Instructions for the task ▸ Would you quote the material below in full and unchanged?

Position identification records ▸
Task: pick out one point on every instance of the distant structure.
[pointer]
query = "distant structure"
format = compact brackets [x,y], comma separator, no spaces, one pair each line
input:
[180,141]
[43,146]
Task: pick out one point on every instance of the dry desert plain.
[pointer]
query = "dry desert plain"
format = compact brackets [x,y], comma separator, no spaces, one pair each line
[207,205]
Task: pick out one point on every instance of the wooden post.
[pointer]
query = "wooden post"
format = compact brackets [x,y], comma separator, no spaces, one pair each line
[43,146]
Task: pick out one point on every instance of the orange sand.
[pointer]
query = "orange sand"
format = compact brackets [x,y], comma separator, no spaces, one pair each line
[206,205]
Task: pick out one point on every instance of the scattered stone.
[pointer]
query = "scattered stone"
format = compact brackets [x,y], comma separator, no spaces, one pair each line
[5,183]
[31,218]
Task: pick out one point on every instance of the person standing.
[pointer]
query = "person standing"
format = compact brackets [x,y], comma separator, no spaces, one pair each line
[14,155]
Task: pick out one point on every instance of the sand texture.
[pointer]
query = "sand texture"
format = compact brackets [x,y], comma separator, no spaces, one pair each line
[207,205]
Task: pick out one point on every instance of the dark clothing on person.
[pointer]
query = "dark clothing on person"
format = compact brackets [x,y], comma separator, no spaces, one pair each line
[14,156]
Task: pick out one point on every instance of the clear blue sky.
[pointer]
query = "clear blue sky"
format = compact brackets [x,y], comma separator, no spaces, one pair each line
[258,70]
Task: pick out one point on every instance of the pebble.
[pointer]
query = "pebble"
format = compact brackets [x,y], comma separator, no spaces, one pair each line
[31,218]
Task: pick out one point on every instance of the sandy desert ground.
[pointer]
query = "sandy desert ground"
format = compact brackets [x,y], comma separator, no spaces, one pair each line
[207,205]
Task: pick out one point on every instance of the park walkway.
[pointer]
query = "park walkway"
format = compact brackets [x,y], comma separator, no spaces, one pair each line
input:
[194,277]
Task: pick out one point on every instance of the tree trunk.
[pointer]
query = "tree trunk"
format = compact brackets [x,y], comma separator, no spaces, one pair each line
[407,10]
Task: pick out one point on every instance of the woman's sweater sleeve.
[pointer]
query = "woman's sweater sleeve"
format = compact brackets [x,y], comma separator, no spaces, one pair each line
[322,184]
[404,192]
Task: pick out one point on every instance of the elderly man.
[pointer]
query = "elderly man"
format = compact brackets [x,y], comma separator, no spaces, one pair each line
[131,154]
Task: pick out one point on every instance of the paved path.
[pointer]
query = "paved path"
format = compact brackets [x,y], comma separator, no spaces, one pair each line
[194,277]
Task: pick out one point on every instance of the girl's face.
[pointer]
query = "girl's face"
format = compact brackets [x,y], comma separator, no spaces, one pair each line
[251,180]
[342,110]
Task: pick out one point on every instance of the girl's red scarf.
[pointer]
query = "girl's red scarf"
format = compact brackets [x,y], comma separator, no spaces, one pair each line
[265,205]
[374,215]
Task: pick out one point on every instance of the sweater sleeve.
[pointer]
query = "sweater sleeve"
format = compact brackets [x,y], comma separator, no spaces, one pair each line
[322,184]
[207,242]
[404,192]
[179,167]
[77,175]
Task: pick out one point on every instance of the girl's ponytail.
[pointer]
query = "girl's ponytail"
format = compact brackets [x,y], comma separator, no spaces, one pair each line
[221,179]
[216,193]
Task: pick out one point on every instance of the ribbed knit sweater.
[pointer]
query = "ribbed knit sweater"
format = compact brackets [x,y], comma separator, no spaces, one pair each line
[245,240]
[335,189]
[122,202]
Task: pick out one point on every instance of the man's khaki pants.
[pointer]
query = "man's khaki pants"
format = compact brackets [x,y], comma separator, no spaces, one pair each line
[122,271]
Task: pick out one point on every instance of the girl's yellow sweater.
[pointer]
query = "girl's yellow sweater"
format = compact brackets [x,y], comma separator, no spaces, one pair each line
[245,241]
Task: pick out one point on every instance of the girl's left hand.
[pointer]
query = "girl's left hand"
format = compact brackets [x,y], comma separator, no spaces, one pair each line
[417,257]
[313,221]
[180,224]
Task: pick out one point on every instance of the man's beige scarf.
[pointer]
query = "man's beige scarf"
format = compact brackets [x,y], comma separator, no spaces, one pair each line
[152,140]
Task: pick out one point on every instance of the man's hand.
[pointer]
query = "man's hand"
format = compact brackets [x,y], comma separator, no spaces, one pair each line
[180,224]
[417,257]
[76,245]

Final result ▸
Task: pick out one point on every instance of the distant structure.
[pointer]
query = "distant structure"
format = compact brackets [x,y], comma separator, no spaces, one pair each line
input:
[180,141]
[43,146]
Task: pick out one point on every instance of the dry desert plain.
[pointer]
query = "dry desert plain"
format = compact brackets [x,y], comma separator, no spaces, one pair each line
[207,205]
Task: pick out one point on every instance of the wooden post.
[pointer]
query = "wooden post"
format = compact brackets [x,y], comma separator, no spaces, one pair each line
[43,146]
Task: pick out one point on every instance of the orange sand.
[pointer]
query = "orange sand"
format = compact brackets [x,y], comma separator, no spaces, one pair each line
[206,205]
Task: pick out one point on every instance of the scattered stone.
[pointer]
query = "scattered stone"
format = compact brackets [x,y], comma separator, no spaces, one pair each line
[5,183]
[31,218]
Task: pick out one point on every instance of the person standing.
[pointer]
query = "person standing"
format = compact brackets [x,y], comma separator, no spaces, one pair each line
[14,155]
Task: pick out one point on every instance of the sand texture.
[pointer]
query = "sand texture"
format = compact brackets [x,y], comma separator, no spaces, one pair each line
[207,205]
Task: pick out one point on every instance of the dark clothing on person.
[pointer]
query = "dark clothing on person"
format = compact brackets [x,y], comma separator, no spaces, one pair each line
[14,156]
Task: pick out one point on every instance of the clear blue sky.
[pointer]
query = "clear blue sky"
format = compact brackets [x,y], comma separator, no spaces, one pair each line
[258,70]
Task: pick out one point on every instance of the pebble.
[pointer]
query = "pebble"
format = compact brackets [x,y], comma separator, no spaces, one pair each line
[31,218]
Task: pick out one point on every instance of the sandy desert ground.
[pointer]
query = "sandy desert ground"
format = compact brackets [x,y], comma separator, no spaces, one pair each line
[207,205]
Task: pick out one point on every instance of the park walkway.
[pointer]
query = "park walkway"
format = compact brackets [x,y], comma separator, no spaces, one pair each line
input:
[194,277]
Task: pick out one point on every instance of the tree trunk.
[pointer]
query = "tree trunk"
format = compact brackets [x,y], comma separator, no spaces, one pair each line
[407,10]
Task: pick out one point on every instance of the woman's sweater sleeve.
[pointer]
query = "woman's sweater sleeve"
format = compact brackets [x,y], comma separator, no spaces, one pair each line
[322,184]
[404,192]
Task: pick out one point on every instance of the elderly man.
[pointer]
query = "elderly man"
format = compact brackets [x,y], comma separator, no spaces, one pair each line
[131,154]
Task: pick out one point on every instance of the paved path.
[pointer]
query = "paved path"
format = compact brackets [x,y], comma separator, no spaces, one pair each line
[194,277]
Task: pick out one point on every instance of the girl's face.
[pointer]
query = "girl's face"
format = compact brackets [x,y], comma separator, no spaces, one pair each line
[251,180]
[342,110]
Task: pick out one point on every instance of the girl's red scarf.
[pointer]
query = "girl's red scarf"
format = compact brackets [x,y], comma separator, no spaces, one pair each line
[265,205]
[374,215]
Task: pick out one point on every instance of the sweater sleeve.
[pointer]
query = "sweater sleeve"
format = compact brackets [x,y], comma separator, no spaces, one pair each line
[322,184]
[207,242]
[404,192]
[179,167]
[77,175]
Task: pick out one point on every instance of the girl's ponytail.
[pointer]
query = "girl's ponytail"
format = compact brackets [x,y], comma separator, no spaces, one pair each line
[221,179]
[216,193]
Task: pick out one point on every instance of the ribbed knit sweater.
[pointer]
query = "ribbed knit sweater"
format = compact brackets [x,y], comma separator, no spaces, one pair each line
[245,240]
[335,189]
[122,202]
Task: pick out one point on every instance of the man's khaki pants.
[pointer]
query = "man's khaki pants"
format = compact brackets [x,y], comma separator, no spaces, one pair each line
[122,271]
Task: pick out one point on every instance of the girl's yellow sweater.
[pointer]
query = "girl's yellow sweater"
format = compact brackets [x,y], comma separator, no spaces, one pair each line
[245,241]
Task: pick out one point on every instance of the girl's left hand.
[pointer]
query = "girl's left hand"
format = compact brackets [x,y], comma separator, no spaces, one pair each line
[417,257]
[313,221]
[180,224]
Task: pick out one point on every instance of the man's beige scarf.
[pointer]
query = "man's beige scarf"
format = compact brackets [x,y], comma separator, no spaces, one pair each line
[152,140]
Task: pick out one point on every instance of the man's hand.
[pointer]
query = "man's hand"
format = compact brackets [x,y], comma separator, no spaces, one pair each line
[180,224]
[417,257]
[76,245]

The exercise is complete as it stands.